━━━ Dataset entries
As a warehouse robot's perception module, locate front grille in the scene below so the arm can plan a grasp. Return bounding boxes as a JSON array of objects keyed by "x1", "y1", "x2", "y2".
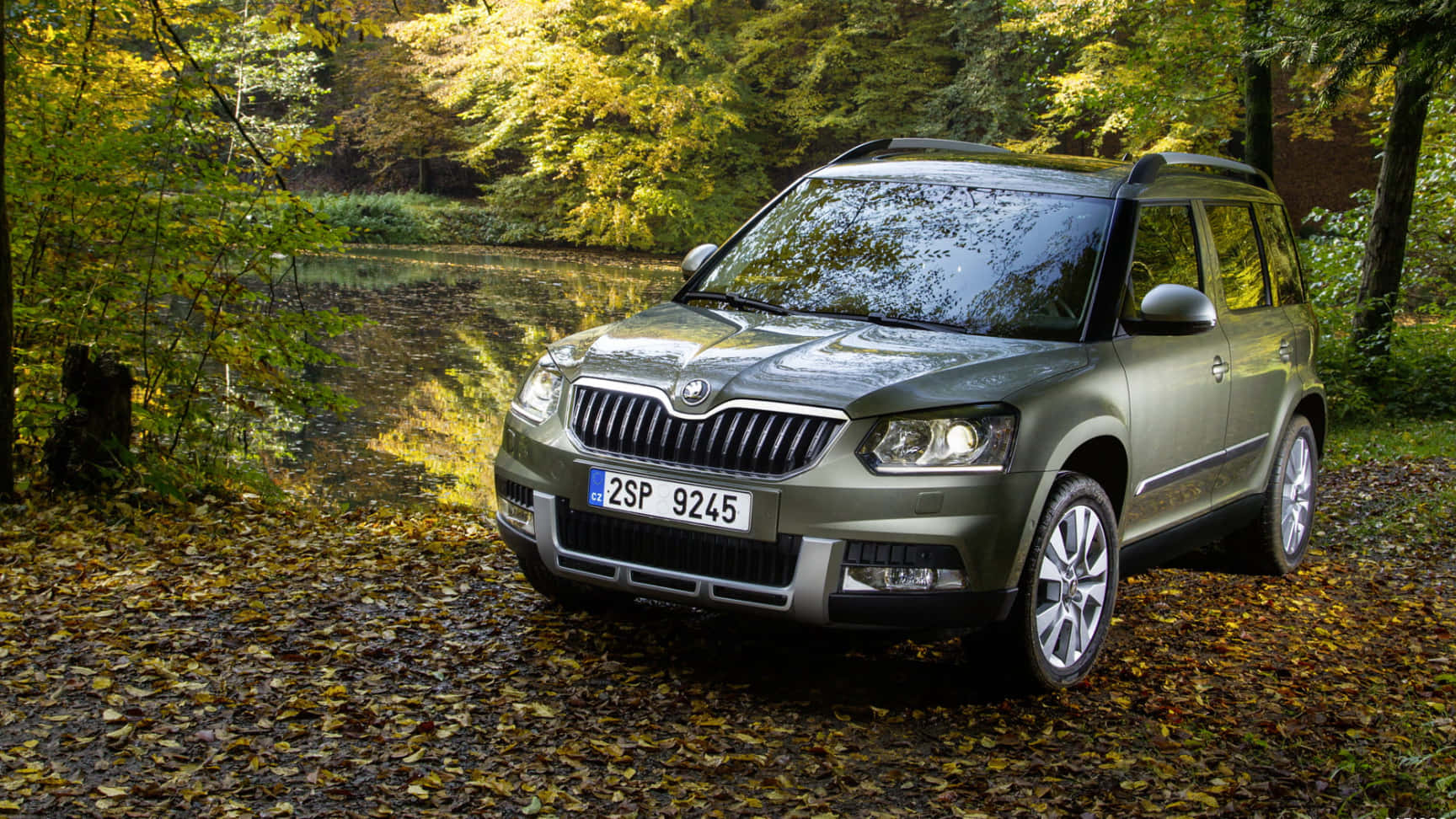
━━━━━━
━━━ Dataset entries
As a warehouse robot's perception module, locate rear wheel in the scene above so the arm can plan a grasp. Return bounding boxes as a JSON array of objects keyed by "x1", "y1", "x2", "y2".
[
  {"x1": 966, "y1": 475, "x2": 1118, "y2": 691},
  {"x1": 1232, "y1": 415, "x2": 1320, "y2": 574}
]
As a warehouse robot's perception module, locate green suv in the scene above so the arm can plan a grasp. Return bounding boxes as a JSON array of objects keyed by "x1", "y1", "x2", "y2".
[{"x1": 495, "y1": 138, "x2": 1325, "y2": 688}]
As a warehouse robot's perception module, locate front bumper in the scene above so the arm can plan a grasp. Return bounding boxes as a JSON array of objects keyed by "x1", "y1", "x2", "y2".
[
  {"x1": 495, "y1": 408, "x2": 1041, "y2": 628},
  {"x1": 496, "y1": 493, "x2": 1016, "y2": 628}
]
━━━━━━
━━━ Dataset entries
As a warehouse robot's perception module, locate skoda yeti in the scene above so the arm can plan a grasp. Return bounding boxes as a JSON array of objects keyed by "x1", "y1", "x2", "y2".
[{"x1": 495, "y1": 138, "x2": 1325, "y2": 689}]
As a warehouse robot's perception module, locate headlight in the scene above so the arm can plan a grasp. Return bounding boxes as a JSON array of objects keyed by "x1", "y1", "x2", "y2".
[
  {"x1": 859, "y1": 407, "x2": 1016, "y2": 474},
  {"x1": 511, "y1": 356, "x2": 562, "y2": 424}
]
━━━━━━
The exercise: Which lines in the material above contain the string "keyed"? Show each of them in full.

Response below:
As a warehouse robot's perception module, locate front grille in the scene below so the arm can plan a grasp. Return bounding boxes as a JSON array of objects keyed by "x1", "y1", "x2", "y2".
As a warehouse robot's perception module, locate rear wheel in the scene above so the arm can plan a grasp. Return bounding boxes as a JSON array of objects keyed by "x1", "y1", "x2", "y2".
As a warehouse robot's perception module, locate green suv in the scene above so the arm can plan a grasp. Return bounding boxes as a JSON array of objects keyed by "x1", "y1", "x2", "y2".
As a warehouse robot's perception module, locate front bumper in the scene above so the arm can plan a grasp. Return bounding boxes as a JSON array of objects keyed by "x1", "y1", "x2", "y2".
As a warehouse robot's perception module, locate skoda yeti in the scene above so the arm can plan a grasp. Return bounding boxes as a JSON array of objects keyed by "x1", "y1", "x2", "y2".
As a warehouse robot's perception module, locate headlight in the scene above so the arm can plan a grasp. Return bounding boxes as a JSON array of objects keyed by "x1", "y1", "x2", "y2".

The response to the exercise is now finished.